January 9, 2020
Chaos at the Capitol and in Harrisburg

Wednesday’s insurrection at the Capitol in D.C. was the culmination of the partisan intransigence that has been building for years and was on painful display at the PA Capitol on Monday, when Senate Republicans refused to seat Western PA Democrat Sen. Jim Brewster, whose certified 69-vote victory is still being challenged in U.S. court—then voted to remove Lt. Gov. John Fetterman from the speaker’s dais after Fetterman tried to swear in Brewster anyway. “I broke the rules. They were breaking the law,” Fetterman told the Pittsburgh Post-Gazette. GOP candidate Nicole Ziccarelli’s suit does raise issues of voting-rule uniformity that need to be resolved, but Monday’s antics didn’t do that. They just deepened the divide even further.
  • Speaking of voting laws—and intransigence: An Inquirer article on the various proposals to change PA election laws ran in the Post-Gazette under the headline “Everybody wants to change Pennsylvania election law, but nobody trusts each other.”
  • What to do? The Philadelphia Citizen offers 17 ways to make our democracy stronger.

Problem:
Copy the commentary on the Capitol chaos from "January 9, 2020" to "divide even further.", replacing "antics" with "theatrics".

[Dataset excerpt]
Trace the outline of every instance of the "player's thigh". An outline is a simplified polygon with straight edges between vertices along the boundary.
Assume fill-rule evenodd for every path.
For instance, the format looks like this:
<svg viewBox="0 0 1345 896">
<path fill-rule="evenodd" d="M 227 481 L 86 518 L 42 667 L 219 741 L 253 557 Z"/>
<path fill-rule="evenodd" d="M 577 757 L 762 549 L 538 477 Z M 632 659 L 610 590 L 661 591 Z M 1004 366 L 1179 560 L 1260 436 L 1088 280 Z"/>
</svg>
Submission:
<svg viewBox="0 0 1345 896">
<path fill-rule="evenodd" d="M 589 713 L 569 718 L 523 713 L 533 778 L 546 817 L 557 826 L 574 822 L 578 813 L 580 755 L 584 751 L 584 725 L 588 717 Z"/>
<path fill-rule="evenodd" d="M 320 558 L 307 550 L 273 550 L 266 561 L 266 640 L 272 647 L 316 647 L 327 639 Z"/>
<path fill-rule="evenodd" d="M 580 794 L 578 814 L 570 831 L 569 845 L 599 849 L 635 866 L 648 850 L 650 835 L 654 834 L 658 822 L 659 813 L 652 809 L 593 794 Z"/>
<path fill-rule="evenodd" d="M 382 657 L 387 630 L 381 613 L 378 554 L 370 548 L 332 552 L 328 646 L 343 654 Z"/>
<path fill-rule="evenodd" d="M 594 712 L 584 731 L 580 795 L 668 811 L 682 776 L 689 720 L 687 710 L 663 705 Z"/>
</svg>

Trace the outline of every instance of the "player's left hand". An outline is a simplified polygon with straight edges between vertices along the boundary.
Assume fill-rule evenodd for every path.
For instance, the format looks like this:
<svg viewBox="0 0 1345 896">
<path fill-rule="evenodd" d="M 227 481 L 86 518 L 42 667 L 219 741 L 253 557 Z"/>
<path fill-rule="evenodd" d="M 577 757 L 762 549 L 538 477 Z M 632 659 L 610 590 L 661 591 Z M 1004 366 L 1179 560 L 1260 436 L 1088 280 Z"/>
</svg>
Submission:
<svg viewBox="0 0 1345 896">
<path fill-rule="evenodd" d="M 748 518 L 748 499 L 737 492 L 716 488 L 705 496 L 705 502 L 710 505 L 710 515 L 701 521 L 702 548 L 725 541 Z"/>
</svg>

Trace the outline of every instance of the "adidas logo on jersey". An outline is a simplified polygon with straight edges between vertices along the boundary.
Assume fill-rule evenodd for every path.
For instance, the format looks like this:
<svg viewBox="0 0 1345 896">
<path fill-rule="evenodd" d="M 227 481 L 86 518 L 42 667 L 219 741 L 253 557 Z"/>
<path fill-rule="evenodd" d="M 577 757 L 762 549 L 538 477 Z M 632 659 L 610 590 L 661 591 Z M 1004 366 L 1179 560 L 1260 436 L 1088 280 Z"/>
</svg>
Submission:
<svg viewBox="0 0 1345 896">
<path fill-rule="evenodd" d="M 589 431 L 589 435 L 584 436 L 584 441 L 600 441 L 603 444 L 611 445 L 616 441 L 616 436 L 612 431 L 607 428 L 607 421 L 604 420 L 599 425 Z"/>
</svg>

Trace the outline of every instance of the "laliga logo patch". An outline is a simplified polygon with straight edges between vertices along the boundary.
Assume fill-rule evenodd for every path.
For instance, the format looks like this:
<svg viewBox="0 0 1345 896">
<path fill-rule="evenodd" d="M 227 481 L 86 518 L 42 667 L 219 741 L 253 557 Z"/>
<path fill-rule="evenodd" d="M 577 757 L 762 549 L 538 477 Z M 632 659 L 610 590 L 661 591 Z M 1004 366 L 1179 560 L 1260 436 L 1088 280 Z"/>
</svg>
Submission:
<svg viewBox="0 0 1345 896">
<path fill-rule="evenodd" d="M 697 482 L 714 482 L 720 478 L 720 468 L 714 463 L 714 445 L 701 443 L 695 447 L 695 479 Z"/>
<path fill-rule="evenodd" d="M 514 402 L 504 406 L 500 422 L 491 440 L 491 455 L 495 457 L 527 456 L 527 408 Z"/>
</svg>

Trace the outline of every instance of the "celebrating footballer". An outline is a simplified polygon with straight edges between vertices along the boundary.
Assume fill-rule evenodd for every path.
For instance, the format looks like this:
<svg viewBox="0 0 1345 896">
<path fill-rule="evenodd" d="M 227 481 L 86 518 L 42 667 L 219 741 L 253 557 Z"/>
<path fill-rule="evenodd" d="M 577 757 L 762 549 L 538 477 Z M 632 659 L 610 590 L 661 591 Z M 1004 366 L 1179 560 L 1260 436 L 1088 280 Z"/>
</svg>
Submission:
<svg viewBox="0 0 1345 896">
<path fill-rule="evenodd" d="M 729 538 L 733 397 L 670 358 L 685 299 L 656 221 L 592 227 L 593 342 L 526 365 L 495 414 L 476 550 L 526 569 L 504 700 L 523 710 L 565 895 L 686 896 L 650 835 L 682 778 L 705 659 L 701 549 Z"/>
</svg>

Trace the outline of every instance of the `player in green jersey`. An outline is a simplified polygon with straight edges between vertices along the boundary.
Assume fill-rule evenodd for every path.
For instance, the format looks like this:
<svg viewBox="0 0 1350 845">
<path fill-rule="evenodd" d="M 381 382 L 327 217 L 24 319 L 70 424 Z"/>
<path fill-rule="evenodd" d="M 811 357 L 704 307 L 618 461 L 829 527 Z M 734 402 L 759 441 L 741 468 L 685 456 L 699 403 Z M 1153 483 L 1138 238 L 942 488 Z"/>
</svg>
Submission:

Output for this exercise:
January 9, 2020
Chaos at the Capitol and in Harrisburg

Wednesday’s insurrection at the Capitol in D.C. was the culmination of the partisan intransigence that has been building for years and was on painful display at the PA Capitol on Monday, when Senate Republicans refused to seat Western PA Democrat Sen. Jim Brewster, whose certified 69-vote victory is still being challenged in U.S. court—then voted to remove Lt. Gov. John Fetterman from the speaker’s dais after Fetterman tried to swear in Brewster anyway. “I broke the rules. They were breaking the law,” Fetterman told the Pittsburgh Post-Gazette. GOP candidate Nicole Ziccarelli’s suit does raise issues of voting-rule uniformity that need to be resolved, but Monday’s theatrics didn’t do that. They just deepened the divide even further.